(Source records)
________________________

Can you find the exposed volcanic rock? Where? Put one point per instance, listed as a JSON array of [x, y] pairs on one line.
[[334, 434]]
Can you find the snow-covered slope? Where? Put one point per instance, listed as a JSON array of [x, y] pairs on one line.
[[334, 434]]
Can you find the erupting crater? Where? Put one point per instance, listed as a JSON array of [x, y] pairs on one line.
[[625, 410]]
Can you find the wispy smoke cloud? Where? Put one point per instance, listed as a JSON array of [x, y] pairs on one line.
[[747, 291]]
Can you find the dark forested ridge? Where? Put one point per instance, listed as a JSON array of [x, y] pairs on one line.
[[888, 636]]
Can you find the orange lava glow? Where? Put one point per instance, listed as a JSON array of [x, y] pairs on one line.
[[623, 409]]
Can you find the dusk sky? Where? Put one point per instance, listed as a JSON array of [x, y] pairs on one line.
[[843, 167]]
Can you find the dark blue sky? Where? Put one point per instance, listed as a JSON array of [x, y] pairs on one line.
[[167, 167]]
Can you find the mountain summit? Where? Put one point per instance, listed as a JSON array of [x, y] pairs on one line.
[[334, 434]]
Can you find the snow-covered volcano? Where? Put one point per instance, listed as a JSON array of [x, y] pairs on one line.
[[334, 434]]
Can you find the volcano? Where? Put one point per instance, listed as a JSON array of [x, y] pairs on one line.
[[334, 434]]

________________________

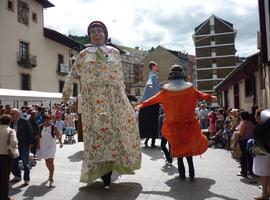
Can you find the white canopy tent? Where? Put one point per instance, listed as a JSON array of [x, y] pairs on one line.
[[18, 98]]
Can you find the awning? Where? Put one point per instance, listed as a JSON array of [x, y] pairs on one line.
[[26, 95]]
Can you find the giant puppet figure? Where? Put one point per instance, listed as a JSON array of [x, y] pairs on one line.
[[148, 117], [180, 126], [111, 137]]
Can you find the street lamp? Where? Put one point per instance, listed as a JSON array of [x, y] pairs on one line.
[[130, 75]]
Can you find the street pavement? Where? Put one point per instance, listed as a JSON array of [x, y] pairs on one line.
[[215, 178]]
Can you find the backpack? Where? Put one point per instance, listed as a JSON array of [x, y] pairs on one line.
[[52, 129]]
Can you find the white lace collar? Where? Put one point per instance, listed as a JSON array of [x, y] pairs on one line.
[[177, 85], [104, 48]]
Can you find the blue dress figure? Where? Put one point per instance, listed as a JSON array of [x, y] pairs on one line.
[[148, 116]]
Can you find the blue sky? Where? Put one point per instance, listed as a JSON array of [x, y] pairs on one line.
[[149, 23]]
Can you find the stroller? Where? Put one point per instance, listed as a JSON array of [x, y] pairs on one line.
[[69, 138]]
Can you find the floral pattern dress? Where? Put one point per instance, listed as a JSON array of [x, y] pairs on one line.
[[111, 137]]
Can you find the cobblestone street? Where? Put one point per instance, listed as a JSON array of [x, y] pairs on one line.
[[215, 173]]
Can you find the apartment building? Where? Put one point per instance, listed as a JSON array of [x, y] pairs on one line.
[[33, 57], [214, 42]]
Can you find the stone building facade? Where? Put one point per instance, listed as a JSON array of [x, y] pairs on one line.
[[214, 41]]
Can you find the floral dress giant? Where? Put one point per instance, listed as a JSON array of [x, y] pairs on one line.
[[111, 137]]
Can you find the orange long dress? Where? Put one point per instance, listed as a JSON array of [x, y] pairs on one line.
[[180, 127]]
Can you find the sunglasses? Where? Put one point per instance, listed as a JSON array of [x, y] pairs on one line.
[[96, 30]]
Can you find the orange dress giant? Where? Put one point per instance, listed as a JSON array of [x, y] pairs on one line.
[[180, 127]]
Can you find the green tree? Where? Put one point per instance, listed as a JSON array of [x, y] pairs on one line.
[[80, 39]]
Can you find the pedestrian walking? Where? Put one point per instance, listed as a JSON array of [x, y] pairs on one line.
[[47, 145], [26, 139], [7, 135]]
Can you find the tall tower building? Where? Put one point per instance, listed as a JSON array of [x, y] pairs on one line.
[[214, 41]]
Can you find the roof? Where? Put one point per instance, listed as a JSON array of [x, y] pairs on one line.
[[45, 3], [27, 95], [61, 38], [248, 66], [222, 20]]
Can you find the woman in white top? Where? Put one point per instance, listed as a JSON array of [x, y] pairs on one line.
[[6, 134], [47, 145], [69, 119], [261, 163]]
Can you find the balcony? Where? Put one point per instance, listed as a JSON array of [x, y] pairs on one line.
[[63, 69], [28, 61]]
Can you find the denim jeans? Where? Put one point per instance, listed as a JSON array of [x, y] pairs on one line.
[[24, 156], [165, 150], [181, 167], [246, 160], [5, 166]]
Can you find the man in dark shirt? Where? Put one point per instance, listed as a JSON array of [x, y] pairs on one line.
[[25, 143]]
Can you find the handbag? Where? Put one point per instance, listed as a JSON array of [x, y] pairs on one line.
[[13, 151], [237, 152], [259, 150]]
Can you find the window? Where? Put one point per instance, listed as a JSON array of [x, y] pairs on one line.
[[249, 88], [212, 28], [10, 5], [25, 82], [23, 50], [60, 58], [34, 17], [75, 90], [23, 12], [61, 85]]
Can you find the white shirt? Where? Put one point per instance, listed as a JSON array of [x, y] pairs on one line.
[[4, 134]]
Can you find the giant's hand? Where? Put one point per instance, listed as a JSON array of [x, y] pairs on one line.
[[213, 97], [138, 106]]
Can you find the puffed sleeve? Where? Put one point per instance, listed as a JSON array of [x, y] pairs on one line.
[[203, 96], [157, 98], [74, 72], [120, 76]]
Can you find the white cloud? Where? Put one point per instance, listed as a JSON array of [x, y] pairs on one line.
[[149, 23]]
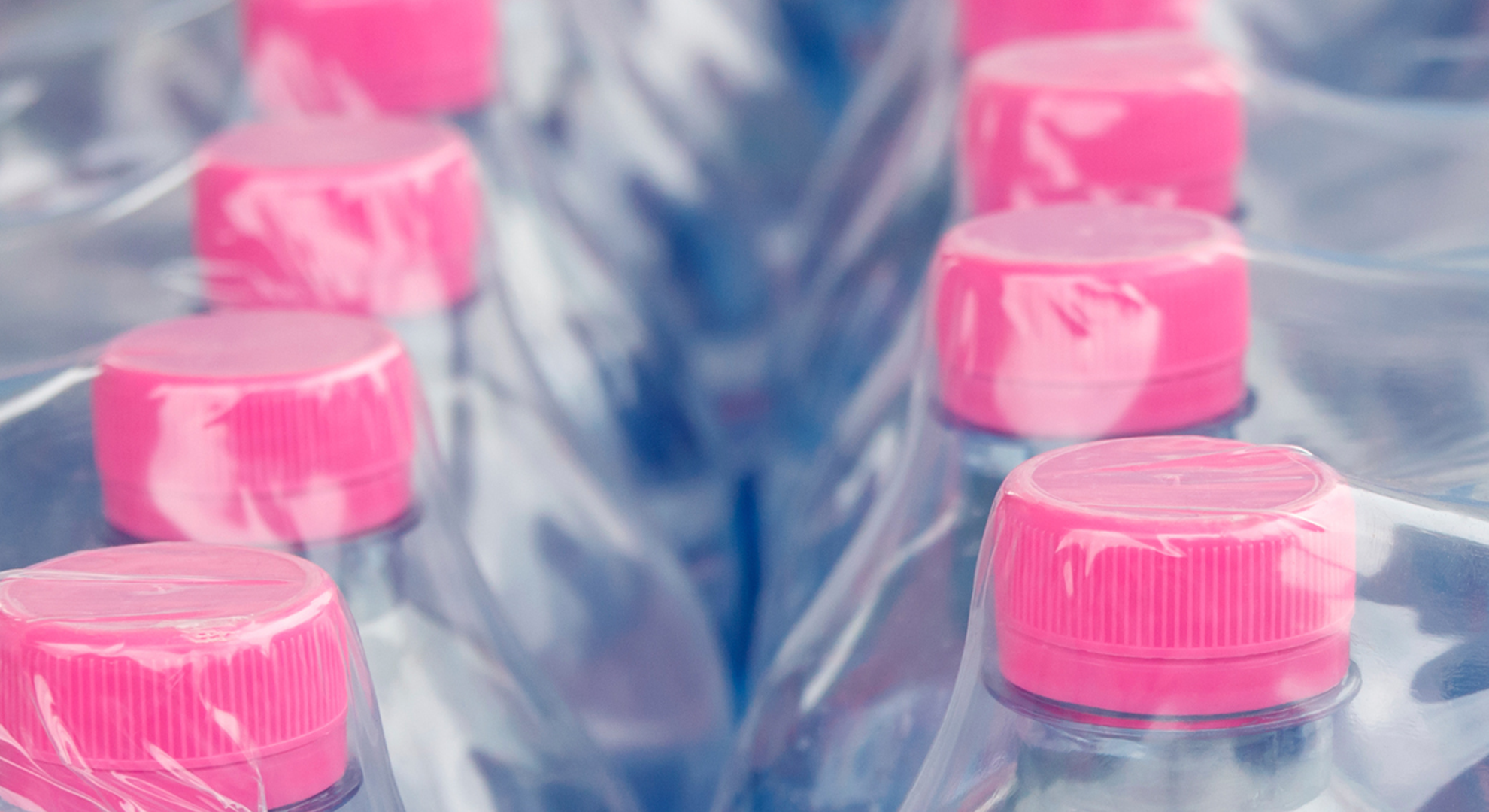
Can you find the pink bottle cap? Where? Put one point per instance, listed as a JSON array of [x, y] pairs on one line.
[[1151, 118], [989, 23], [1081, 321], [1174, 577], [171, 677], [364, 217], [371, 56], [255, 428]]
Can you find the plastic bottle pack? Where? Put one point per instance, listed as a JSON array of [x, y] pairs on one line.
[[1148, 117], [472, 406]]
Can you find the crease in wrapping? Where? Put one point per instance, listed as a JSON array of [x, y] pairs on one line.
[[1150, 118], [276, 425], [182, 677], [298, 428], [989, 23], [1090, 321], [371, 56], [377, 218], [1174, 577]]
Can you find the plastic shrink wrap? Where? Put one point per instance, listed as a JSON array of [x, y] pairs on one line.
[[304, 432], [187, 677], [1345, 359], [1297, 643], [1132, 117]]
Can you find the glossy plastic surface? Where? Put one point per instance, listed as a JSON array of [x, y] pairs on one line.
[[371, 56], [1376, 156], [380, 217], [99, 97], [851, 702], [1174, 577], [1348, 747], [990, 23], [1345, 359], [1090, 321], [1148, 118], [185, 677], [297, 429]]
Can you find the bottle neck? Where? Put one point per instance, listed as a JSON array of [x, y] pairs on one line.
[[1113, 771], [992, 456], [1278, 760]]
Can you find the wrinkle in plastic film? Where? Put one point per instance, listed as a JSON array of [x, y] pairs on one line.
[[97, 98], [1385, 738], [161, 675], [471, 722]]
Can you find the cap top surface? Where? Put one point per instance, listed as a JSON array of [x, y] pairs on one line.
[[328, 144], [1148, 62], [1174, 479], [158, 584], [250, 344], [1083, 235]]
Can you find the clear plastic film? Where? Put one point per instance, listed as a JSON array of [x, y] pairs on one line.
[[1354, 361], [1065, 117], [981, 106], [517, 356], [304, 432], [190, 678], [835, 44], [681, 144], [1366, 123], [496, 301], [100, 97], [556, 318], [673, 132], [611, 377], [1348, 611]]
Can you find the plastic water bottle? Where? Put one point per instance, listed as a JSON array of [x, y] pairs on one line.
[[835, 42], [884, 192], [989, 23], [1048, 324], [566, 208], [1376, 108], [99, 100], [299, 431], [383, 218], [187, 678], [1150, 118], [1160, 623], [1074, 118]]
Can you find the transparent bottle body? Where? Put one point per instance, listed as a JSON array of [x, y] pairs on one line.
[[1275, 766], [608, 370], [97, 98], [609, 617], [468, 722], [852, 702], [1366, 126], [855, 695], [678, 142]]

________________________

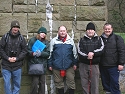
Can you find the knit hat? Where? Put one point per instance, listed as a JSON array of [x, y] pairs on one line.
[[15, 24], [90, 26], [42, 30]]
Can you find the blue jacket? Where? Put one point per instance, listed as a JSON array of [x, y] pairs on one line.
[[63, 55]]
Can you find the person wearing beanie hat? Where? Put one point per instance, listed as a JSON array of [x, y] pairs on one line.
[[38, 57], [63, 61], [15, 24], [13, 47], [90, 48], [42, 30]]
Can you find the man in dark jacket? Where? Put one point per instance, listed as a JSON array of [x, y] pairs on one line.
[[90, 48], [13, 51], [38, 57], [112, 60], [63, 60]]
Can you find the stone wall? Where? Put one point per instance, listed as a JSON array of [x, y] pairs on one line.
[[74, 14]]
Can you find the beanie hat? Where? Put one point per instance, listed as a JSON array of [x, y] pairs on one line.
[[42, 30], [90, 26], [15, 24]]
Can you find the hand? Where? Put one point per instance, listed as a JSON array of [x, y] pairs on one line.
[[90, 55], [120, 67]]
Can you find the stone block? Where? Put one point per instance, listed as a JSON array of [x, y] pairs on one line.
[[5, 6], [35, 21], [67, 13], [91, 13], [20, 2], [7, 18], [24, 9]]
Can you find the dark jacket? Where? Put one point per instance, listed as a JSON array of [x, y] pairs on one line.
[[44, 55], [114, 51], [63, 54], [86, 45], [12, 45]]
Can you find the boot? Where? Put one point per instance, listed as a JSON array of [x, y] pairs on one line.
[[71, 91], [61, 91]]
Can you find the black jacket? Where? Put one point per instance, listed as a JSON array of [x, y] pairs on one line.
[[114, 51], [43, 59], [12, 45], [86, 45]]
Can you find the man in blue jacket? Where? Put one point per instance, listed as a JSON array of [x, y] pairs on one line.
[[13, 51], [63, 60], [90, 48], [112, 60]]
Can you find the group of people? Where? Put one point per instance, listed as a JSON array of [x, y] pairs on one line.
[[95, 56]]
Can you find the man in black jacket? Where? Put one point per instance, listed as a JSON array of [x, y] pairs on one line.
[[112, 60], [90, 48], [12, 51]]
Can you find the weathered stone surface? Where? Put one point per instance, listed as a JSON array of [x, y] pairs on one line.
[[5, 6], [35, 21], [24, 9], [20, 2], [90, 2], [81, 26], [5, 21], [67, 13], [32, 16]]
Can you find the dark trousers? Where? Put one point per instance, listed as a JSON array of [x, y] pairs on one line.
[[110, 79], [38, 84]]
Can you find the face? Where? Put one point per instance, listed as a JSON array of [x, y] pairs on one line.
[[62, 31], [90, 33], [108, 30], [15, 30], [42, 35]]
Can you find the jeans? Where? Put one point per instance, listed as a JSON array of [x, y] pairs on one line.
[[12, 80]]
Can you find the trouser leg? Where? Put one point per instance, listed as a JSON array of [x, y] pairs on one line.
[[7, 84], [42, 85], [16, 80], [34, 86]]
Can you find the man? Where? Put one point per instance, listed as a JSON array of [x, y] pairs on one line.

________________________

WHAT THE TASK ASKS: From the records above, give again exactly the lines running from the line with "Can you find the trouser" to the line with "Can you find the man?", inclusive.

TASK RESULT:
Can you find the trouser leg? Where? Put one point per instance, listed as a JSON array of [x, y] pairs on one line.
[[7, 84], [42, 85], [16, 80], [34, 86]]
Can you find the man? Where? Put one point per instance, listed as a JSON array of [x, y] pairs on one line.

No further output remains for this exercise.